Exercise - Could you copy out the records below word for word, starting at the line that contains "Reviewer note: every instance of the smiling" and stopping after the line that contains "Query: smiling woman in black jacket"?

Data shown -

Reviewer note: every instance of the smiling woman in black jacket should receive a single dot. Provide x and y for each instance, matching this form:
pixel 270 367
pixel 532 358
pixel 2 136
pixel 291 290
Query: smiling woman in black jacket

* * *

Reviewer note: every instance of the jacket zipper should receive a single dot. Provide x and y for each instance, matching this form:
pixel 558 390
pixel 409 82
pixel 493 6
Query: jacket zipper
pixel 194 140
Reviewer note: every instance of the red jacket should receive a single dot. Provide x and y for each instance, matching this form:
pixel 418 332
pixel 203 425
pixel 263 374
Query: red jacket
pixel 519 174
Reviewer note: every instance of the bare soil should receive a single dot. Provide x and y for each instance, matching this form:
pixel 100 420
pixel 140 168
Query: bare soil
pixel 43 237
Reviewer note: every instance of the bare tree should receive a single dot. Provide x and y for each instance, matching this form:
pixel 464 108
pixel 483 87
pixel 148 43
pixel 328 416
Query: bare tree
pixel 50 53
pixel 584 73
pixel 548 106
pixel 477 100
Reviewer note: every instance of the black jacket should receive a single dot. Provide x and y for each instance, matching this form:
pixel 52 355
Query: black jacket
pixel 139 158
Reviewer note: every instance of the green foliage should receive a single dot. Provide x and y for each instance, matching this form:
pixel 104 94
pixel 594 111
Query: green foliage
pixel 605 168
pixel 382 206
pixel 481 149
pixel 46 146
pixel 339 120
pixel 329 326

==

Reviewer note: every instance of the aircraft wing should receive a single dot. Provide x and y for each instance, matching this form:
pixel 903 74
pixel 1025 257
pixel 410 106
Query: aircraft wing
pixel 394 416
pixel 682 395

Task answer -
Reviewer note: every instance of the smiling woman in black jacket should receive a single dot. Provide x and y for each instance, matching this form:
pixel 270 367
pixel 532 358
pixel 2 136
pixel 291 290
Query: smiling woman in black jacket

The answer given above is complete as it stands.